Study text START

The birth of the shadow plays in Le Chat Noir took place in a peculiar way. By the end of 1885, the painter Henry Sommer and the illustrator George Auriol built a puppet theatre there, intended for adults-only performances. One day Henri Rivière placed a white napkin in front of the opening of the small puppet theatre and moved a cardboard puppet behind the white screen with lighting from behind, while Jules Jouy sang, accompanying himself on piano. This was the first shadow play in Le Chat Noir.

In 1887 Rivière replaced the puppet theatre with a proper Shadow Theatre, with a 44x55 in screen, held by a large frame. Artists such as cartoonist Adolphe Willette, painter Caran d'Ache, Henri Rivière and George Auriol created the cabaret's shadow plays. They used zinc to create the silhouettes of a few characters (although initially they used cardboard), which they used as puppets, projecting their shadow onto a white screen which was illuminated from behind with electric lights. This was an evolutionary development in the art of shadow plays.

Writers who frequented the club wrote stories for the Shadow Theatre that Rodolphe Salis, the owner of the cabaret, would read out loud after the performance. Thanks to the collaboration of many of the artists of that time, the stories were accompanied by some very complex colour, sound, and movement effects, making them more dynamic and exciting, as well as piano accompaniment.

Over an eleven-year span these plays were presented nightly in the shadow theatre, totalling more than forty. The Montmartre museum still has a few zinc shapes that had been used in the plays.

Study text END
Supplied data START

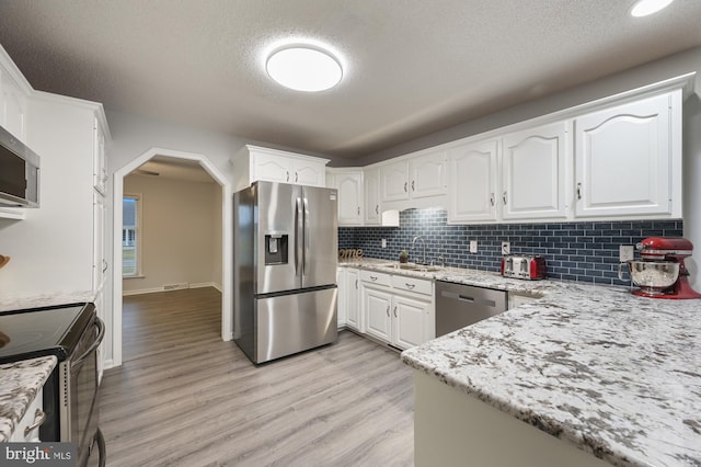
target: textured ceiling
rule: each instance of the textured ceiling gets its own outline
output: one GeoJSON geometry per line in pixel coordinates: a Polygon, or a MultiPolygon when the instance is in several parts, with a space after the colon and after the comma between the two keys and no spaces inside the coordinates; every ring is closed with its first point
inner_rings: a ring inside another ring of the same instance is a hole
{"type": "Polygon", "coordinates": [[[341,157],[701,44],[701,1],[0,0],[0,44],[38,90],[341,157]],[[331,45],[344,80],[272,82],[287,37],[331,45]]]}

Supplied data END

● Work order A
In the text about shadow plays at Le Chat Noir, list every artist it names as a creator of the cabaret's shadow plays.
● Work order B
According to the text about shadow plays at Le Chat Noir, who read the stories aloud after the performance?
● Work order C
From the text about shadow plays at Le Chat Noir, reproduce the passage starting at "In 1887 Rivière" and ending at "of shadow plays.".

● Written answer A
Adolphe Willette, Caran d'Ache, Henri Rivière, George Auriol

● Written answer B
Rodolphe Salis, the owner of the cabaret.

● Written answer C
In 1887 Rivière replaced the puppet theatre with a proper Shadow Theatre, with a 44x55 in screen, held by a large frame. Artists such as cartoonist Adolphe Willette, painter Caran d'Ache, Henri Rivière and George Auriol created the cabaret's shadow plays. They used zinc to create the silhouettes of a few characters (although initially they used cardboard), which they used as puppets, projecting their shadow onto a white screen which was illuminated from behind with electric lights. This was an evolutionary development in the art of shadow plays.